* Text block:
BEGIN
D6 = partial(randint, 1, 6)

In [88]:
D6() # rolling a dice

5

### *args and **kwargs

rather useful for programs of at least 1000 lines of code. Makes documentation harder to read.

In [91]:
def print_everything(a, b, *args): # *args allows flexible extra arguments
    print('A', a)
    print('B', b)
    print('*args', args)
    for x in args:
        print('\t', x)

In [92]:
print_everything(77, 42, 11, 22, 33)

A 77
B 42
*args (11, 22, 33)
	 11
	 22
	 33


In [96]:
data = ('ABC', 'DEF', 'GHI')
list(zip(*data)) # poor persons version of df.transpose()

[('A', 'D', 'G'), ('B', 'E', 'H'), ('C', 'F', 'I')]

In [99]:
def print_everything(a, b, *args, **kwargs): # **kwargs allows extra keyword arguments
    print('A', a)
END
* Dataset section:
BEGIN
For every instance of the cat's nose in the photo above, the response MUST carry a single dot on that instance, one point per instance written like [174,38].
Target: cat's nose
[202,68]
END
* Your task: Please carry on the Python notebook text about *args and **kwargs from its last line, finishing the print_everything definition and going on from there.

* The reply:
    print('B', b)
    print('*args', args)
    for x in args:
        print('\t', x)
    print('**kwargs', kwargs)
    print(kwargs['allspice'])

In [100]:
print_everything(77, 42, 11, 22, 33, allspice=99, thyme=15)

A 77
B 42
*args (11, 22, 33)
	 11
	 22
	 33
**kwargs {'allspice': 99, 'thyme': 15}
99


In [102]:
# contact point with **kwargs: documentation
import seaborn as sns
df = sns.load_dataset('flights')

In [None]:
df.plot()